### Problem requirements
Every entry must be given again exactly.

-------- Information given --------

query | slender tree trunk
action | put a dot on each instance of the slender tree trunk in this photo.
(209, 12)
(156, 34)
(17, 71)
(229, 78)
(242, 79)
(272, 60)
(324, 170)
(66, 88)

--------

### Result for this exercise
query | slender tree trunk
action | put a dot on each instance of the slender tree trunk in this photo.
(209, 12)
(156, 34)
(17, 71)
(229, 78)
(242, 79)
(272, 60)
(324, 170)
(66, 88)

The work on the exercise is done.